-- INFORMATION GIVEN start --

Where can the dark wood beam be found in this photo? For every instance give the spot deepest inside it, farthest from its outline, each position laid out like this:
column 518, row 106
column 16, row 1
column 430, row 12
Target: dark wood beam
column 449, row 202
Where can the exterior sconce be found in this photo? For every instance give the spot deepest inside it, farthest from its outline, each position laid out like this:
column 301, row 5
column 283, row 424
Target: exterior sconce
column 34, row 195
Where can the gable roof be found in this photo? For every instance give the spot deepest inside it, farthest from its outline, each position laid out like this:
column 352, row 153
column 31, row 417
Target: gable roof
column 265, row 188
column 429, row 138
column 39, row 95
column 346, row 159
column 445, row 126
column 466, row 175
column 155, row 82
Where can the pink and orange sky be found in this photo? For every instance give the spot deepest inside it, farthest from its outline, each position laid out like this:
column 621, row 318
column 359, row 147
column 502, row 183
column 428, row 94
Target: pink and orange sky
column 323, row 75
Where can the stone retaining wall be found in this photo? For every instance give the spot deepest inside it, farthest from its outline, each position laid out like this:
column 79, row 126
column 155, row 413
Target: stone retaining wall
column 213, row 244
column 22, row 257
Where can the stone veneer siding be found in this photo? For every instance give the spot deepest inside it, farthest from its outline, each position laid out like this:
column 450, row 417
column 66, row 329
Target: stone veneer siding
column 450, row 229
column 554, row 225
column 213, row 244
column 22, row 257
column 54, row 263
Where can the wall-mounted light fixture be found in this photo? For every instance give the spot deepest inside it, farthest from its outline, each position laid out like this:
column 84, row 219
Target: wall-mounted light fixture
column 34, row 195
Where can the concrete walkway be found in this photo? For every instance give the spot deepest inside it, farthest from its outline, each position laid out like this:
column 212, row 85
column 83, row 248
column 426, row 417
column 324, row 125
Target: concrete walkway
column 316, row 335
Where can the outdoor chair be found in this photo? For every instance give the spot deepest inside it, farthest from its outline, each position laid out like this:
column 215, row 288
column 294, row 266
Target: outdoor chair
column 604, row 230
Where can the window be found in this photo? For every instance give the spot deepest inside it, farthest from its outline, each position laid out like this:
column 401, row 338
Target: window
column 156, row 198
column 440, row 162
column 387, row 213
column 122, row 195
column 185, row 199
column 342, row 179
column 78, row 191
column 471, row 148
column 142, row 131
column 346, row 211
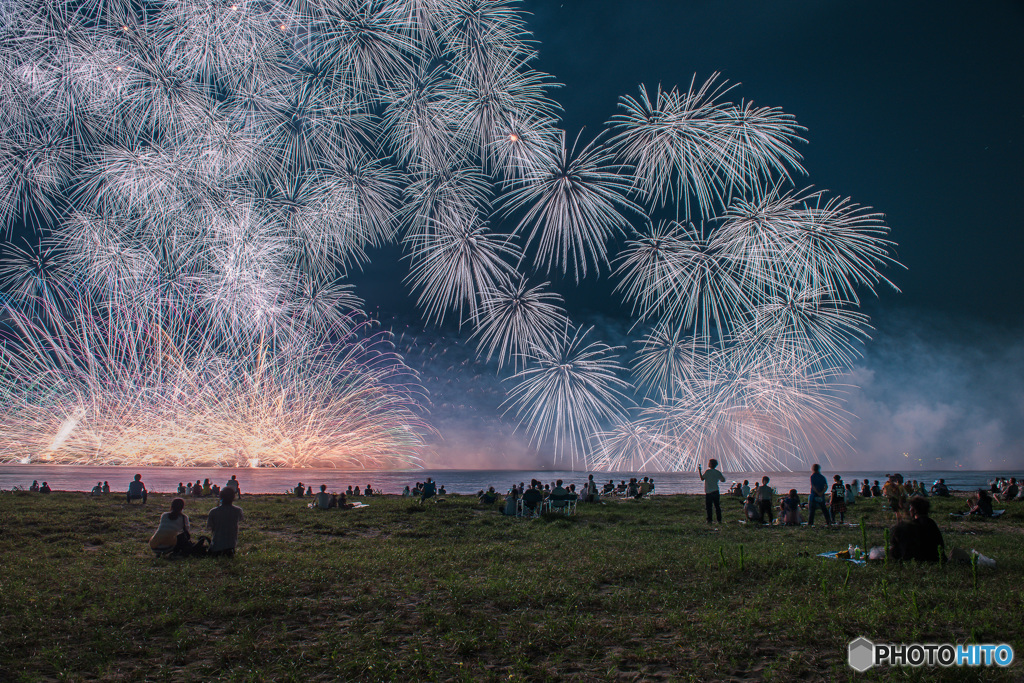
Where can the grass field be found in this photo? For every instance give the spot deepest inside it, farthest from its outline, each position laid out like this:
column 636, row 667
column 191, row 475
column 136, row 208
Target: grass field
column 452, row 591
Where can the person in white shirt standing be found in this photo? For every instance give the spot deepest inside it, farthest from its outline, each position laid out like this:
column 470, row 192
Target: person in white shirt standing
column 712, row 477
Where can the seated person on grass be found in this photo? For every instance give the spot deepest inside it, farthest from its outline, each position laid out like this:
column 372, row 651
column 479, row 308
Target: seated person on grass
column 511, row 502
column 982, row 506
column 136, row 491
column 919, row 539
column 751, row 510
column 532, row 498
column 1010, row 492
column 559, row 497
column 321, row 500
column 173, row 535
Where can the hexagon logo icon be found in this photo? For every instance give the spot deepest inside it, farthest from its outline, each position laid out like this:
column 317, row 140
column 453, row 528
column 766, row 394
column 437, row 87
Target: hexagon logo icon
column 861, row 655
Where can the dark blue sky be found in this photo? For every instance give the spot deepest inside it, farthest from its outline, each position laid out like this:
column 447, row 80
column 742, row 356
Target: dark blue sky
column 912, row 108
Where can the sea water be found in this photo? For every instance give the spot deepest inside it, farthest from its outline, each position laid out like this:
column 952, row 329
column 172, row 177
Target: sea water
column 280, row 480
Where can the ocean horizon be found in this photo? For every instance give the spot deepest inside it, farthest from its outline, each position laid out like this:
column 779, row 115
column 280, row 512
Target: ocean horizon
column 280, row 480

-- INFORMATION GIVEN end --
-- INFORMATION GIVEN start --

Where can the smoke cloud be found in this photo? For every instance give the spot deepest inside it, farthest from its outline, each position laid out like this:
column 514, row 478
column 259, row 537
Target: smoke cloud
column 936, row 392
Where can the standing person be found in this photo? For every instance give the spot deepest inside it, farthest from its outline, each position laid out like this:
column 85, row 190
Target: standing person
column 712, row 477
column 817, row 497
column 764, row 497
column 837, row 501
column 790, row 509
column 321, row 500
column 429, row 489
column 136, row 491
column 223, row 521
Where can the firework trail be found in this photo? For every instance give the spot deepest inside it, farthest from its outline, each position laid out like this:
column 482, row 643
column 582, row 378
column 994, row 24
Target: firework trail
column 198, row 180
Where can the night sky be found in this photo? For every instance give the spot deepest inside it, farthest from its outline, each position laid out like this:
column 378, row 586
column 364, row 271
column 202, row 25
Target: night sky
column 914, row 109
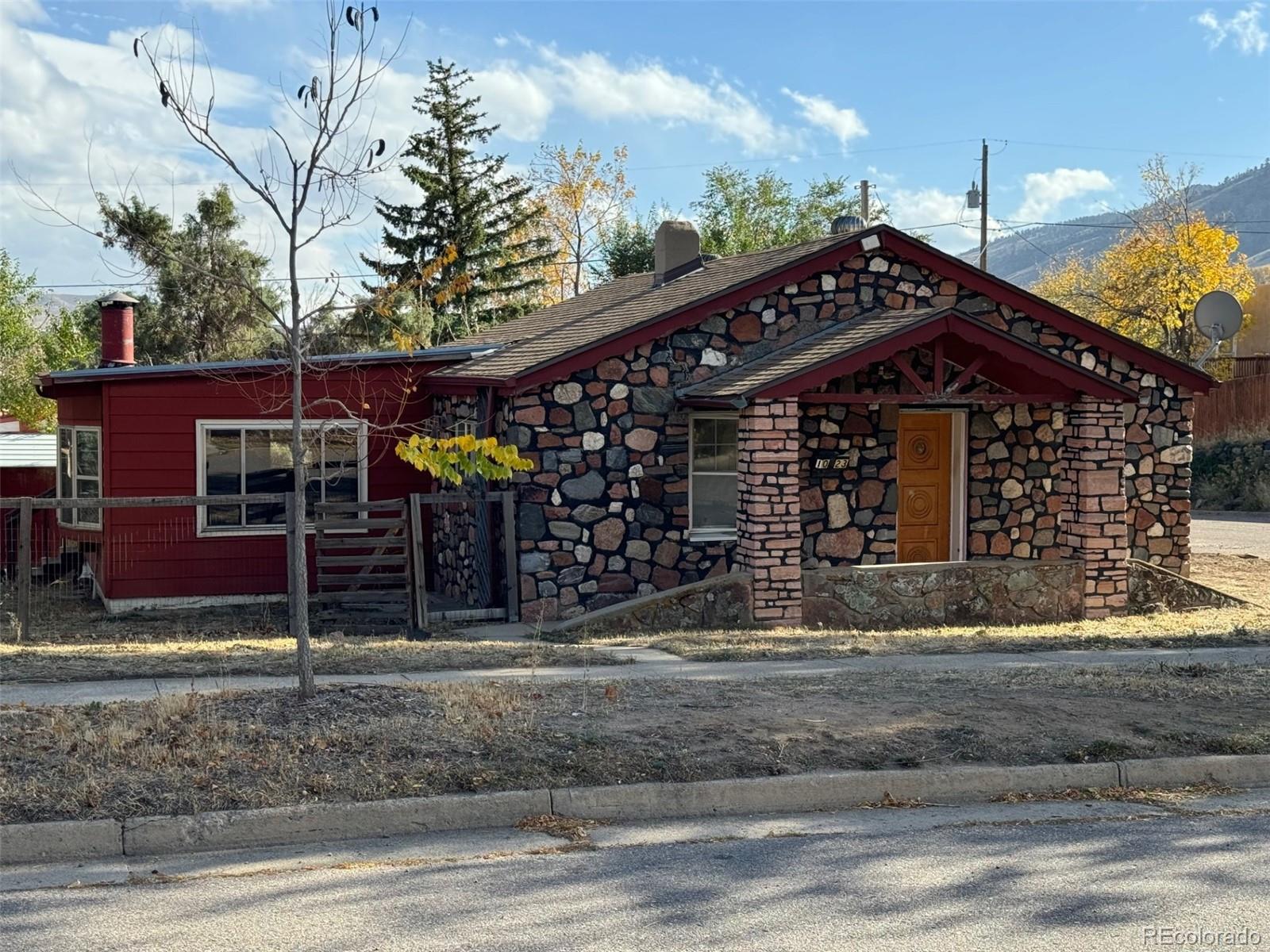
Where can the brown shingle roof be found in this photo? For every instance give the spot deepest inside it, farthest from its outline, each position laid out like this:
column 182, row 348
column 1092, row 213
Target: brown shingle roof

-- INFORMATION GIVEN end --
-- INFORMATION GIVEN start --

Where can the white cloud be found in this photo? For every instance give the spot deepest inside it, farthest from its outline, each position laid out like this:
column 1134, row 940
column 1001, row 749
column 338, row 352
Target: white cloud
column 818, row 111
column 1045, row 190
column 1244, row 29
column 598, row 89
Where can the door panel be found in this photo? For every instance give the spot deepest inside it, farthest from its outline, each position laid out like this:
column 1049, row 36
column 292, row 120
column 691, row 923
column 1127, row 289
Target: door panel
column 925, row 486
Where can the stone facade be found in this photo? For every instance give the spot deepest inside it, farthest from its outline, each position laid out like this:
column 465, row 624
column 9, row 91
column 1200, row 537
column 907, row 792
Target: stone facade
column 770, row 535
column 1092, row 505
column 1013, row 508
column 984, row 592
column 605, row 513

-- INFORMATION GIVEN end --

**GIVEN PROBLEM**
Please rewrite the rows starting with the line containing "Where can the smoke" and continuing through the line containing "column 223, row 521", replacing "standing person" with "standing figure" and leaving everything else unchanged.

**THE RESPONSE**
Where can the smoke cloud be found in this photo? For every instance give the spot deepest inside it, farthest from its outline, each position laid out like this:
column 514, row 478
column 259, row 537
Target: smoke cloud
column 936, row 392
Where can the standing figure be found in this photo? For every instance give the spot deepest inside it, farthest from its outline, each position laid out like this:
column 85, row 190
Target: standing figure
column 712, row 477
column 817, row 497
column 764, row 497
column 837, row 501
column 790, row 509
column 321, row 500
column 429, row 489
column 136, row 491
column 223, row 521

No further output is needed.